### REQUEST:
Return every line below that contains the word "water".

====== MATERIAL TO PROCESS

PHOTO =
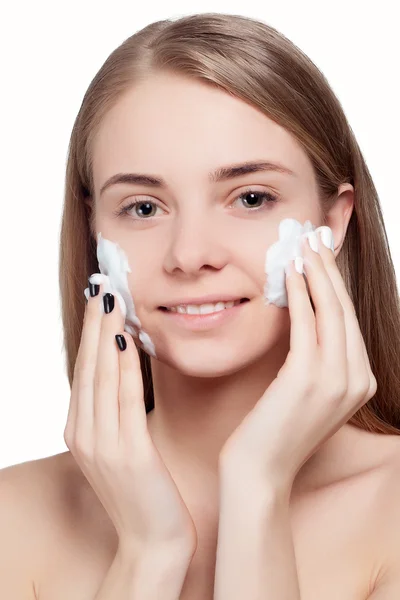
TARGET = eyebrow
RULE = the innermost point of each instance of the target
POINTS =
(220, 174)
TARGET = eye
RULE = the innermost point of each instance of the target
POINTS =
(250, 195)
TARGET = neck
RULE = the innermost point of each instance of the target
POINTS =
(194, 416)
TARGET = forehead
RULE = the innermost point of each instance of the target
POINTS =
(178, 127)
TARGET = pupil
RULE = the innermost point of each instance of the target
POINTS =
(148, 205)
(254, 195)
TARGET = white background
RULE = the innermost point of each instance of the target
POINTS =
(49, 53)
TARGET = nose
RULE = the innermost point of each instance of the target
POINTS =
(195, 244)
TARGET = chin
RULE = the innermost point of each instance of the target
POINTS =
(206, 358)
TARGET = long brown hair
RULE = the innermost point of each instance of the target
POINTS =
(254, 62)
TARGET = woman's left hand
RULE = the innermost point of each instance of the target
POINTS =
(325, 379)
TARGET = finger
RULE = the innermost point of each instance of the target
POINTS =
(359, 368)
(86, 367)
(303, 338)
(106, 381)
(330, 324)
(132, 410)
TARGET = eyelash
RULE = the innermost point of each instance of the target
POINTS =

============
====== MATERIAL TO PROCESS

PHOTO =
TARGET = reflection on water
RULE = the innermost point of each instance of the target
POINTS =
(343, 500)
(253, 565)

============
====== MATERIAL TO PROCESS

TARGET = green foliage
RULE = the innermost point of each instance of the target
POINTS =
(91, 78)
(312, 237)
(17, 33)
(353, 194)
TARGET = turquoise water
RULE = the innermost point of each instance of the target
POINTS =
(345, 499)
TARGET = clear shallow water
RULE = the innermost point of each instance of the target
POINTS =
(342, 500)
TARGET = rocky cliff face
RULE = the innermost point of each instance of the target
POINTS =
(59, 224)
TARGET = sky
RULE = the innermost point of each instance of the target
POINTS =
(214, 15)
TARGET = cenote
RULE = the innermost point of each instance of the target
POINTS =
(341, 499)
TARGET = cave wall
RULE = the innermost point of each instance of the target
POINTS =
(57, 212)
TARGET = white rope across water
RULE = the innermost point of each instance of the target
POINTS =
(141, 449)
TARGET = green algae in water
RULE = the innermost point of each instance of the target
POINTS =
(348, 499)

============

### ANSWER FOR THE TASK:
TARGET = reflection on water
TARGET = turquoise water
TARGET = clear shallow water
TARGET = white rope across water
TARGET = green algae in water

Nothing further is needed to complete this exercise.